▸ Activity: Begin with the line that contains "Can you spot the fork" and transcribe each line after it, up to and including the last line of the listing below.

***** Recorded data *****

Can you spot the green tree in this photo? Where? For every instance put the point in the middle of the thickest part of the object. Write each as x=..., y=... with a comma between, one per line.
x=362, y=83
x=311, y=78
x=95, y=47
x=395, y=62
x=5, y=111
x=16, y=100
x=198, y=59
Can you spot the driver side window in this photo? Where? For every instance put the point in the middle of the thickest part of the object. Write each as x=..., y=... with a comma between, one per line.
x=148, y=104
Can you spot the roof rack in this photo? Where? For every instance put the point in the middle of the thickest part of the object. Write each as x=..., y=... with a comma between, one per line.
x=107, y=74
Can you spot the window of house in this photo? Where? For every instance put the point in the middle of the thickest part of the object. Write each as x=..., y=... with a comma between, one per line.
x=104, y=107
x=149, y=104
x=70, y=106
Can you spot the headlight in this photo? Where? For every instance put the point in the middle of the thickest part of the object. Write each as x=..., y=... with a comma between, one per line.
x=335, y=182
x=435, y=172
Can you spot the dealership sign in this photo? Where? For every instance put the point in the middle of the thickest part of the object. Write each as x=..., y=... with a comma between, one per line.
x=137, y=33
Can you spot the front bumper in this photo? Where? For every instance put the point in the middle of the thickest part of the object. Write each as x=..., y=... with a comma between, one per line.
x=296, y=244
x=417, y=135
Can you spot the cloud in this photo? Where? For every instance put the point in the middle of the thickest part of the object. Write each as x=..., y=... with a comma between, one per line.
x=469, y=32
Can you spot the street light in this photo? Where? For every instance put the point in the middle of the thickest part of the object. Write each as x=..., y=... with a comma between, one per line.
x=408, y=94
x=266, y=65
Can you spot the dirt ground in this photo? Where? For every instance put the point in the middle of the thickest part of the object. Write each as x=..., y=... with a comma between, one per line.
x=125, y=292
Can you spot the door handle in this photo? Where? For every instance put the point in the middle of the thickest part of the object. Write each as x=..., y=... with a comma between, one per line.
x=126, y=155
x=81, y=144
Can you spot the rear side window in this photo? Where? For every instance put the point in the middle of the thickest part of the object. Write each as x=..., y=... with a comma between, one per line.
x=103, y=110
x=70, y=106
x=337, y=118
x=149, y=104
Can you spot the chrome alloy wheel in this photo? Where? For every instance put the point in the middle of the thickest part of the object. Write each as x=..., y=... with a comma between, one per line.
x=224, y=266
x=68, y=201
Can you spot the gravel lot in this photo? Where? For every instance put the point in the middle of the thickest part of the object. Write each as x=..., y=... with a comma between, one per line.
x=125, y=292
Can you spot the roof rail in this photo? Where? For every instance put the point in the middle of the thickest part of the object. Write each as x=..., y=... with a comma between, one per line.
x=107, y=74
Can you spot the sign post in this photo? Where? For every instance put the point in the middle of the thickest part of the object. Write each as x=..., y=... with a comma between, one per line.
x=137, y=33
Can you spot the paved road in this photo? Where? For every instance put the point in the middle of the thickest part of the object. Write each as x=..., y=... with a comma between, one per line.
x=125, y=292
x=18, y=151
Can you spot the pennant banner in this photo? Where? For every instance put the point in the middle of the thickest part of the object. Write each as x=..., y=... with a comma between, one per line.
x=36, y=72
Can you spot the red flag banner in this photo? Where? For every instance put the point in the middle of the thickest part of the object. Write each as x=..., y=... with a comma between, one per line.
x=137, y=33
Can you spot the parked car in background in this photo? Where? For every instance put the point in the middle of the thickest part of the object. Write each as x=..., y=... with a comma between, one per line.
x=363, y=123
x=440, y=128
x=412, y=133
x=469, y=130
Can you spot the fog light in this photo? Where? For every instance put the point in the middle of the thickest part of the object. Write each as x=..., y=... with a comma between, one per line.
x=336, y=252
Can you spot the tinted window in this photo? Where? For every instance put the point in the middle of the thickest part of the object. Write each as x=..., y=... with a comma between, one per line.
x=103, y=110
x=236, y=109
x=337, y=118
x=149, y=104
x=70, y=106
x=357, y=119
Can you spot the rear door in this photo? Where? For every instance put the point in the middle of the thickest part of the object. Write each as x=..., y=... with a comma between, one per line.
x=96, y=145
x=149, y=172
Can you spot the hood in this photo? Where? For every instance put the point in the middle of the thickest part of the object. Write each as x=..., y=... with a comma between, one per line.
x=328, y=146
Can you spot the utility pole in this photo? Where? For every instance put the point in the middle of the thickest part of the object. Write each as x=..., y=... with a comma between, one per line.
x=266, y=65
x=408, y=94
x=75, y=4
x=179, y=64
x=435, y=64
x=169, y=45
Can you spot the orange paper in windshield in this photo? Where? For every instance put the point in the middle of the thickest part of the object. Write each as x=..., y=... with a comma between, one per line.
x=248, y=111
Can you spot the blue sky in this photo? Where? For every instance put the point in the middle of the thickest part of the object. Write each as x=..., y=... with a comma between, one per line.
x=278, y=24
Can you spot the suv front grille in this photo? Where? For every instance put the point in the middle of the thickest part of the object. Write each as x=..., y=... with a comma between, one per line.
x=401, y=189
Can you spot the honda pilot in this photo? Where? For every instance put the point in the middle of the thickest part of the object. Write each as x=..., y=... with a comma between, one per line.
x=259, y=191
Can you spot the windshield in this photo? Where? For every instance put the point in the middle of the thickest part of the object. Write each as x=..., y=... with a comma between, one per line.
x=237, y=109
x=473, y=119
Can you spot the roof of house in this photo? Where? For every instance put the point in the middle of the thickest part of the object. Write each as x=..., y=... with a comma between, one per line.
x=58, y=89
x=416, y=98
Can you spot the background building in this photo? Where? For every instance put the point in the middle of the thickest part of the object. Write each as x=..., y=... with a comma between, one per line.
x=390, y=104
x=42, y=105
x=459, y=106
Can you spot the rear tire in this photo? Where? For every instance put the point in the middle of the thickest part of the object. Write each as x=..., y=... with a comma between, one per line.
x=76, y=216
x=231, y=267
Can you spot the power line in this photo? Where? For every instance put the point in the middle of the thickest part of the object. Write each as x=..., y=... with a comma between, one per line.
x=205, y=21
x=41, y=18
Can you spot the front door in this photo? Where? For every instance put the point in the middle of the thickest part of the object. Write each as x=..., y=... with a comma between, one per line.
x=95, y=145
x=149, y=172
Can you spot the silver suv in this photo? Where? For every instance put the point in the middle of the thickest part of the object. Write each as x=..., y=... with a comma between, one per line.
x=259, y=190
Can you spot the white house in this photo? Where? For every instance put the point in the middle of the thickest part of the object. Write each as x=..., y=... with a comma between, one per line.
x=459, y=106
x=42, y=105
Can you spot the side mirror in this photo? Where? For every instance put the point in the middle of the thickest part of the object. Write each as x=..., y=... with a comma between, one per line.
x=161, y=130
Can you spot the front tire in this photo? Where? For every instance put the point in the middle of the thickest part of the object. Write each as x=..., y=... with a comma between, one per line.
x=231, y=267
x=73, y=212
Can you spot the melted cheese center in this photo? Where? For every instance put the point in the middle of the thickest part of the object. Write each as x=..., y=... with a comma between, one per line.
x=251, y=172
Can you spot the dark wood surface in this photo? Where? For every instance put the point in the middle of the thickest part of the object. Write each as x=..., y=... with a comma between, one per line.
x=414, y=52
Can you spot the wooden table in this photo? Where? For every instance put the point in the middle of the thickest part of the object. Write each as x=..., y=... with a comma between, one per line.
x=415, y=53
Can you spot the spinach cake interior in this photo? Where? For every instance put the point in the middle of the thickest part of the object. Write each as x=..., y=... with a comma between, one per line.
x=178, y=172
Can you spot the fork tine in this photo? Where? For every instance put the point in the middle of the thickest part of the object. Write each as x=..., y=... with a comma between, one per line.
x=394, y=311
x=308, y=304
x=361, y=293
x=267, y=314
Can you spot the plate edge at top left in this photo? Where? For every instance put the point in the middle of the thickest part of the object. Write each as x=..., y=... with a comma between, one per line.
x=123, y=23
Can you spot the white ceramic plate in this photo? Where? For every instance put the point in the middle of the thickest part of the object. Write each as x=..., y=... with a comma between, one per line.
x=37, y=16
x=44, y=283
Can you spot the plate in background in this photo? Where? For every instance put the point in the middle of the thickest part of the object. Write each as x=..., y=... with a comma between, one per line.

*****

▸ Answer for the task:
Can you spot the fork tine in this photo? Where? For every instance put the point in the middle of the thickest part of the object. Write each as x=..., y=... with a comma between, one per line.
x=394, y=311
x=308, y=304
x=361, y=293
x=267, y=314
Can you spot the plate edge at top left in this photo? Where? For every instance put the point in the middle of the thickest part of the object. Write each as x=..., y=... with a comma between, one per line.
x=123, y=23
Can you spot the white ceramic plate in this photo? Where? For every instance put the point in the middle of the thickest part of the object. Write each as x=..., y=... with a comma between, one per line.
x=37, y=16
x=44, y=283
Can you spot the plate in background in this photo? Where? For every instance put the point in the middle of the thickest part of the object. Write each as x=..., y=... with a comma between, one per line.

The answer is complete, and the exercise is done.